→ WHAT TO DO
Reproduce nothing but the closing run of lines: the line with "the dry sand" and each line that follows it to the end of the data.

=== DATA PROVIDED ===

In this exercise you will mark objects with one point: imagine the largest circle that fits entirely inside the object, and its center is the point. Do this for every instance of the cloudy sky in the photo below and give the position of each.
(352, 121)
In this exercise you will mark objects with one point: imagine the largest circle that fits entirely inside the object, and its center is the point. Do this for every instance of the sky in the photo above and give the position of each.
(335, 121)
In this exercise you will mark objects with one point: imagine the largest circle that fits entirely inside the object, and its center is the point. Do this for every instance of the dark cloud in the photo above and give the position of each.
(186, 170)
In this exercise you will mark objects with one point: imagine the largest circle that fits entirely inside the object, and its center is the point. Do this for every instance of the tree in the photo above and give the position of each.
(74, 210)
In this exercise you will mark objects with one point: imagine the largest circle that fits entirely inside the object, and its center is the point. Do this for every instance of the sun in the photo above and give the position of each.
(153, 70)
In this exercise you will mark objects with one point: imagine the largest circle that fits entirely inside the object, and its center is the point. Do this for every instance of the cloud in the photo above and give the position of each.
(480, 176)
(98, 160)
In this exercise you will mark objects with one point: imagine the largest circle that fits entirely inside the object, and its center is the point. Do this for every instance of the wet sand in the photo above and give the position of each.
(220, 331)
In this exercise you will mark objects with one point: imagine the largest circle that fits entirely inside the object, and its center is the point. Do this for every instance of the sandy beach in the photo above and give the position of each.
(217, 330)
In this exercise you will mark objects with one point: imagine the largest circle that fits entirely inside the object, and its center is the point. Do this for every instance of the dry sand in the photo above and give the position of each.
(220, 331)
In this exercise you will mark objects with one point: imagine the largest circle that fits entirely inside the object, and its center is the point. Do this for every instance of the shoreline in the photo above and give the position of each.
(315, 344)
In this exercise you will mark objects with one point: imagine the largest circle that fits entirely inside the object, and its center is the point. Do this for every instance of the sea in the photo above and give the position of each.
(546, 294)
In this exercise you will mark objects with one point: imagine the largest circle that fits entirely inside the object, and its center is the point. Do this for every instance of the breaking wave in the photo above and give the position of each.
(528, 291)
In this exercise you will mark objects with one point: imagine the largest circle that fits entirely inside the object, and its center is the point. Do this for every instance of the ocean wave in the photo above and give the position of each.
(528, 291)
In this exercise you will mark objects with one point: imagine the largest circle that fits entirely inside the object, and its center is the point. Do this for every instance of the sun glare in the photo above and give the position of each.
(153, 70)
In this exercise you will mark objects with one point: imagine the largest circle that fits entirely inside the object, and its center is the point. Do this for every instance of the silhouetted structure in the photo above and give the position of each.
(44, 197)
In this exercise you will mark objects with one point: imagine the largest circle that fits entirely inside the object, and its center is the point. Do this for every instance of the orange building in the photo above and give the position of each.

===

→ RESULT
In this exercise you will mark objects with one point: imagine the largest circle that fits entirely inside the object, and its center is the point. Do this for every instance of the dry sand in the photo above and give the position of each.
(220, 331)
In this exercise you will mark objects with one point: imagine the largest circle that fits entirely inside the object, and its center is the point. Do this for every instance of the shoreline in the photo above and give the position of each.
(315, 344)
In this exercise you will mark objects with one point: imagine the largest circle that fits entirely inside the object, and its center is the point. Do this for every instance of the sea in the photo above and give the position of each.
(546, 294)
In this exercise you will mark objects with one point: imagine the largest circle that fits entirely inside the object, and its center is the point. Do this for every instance of the breaking wave in the photo above and give the position of each.
(528, 291)
In this exercise you will mark objects with one point: imagine the largest circle that fits entirely inside the object, and its center is the point. Do this for every instance of the ocean wave in the photo above and give the position of each.
(528, 291)
In this exercise you will mark objects with one point: imagine the largest circle that fits entirely inside the object, and its center is the point. Do this for every instance of the sun glare in the photo above and give the position of each.
(153, 70)
In this exercise you will mark objects with one point: imagine the largest circle that fits entirely inside the object, and its center is the point. Do this for every instance of the silhouetted structure in the photo above and give the position of each.
(44, 197)
In this exercise you will mark objects with one point: imagine the largest circle that fits entirely inside the object, and its center is the point. Do this for every instance of the orange building in the photo above and give the position of each.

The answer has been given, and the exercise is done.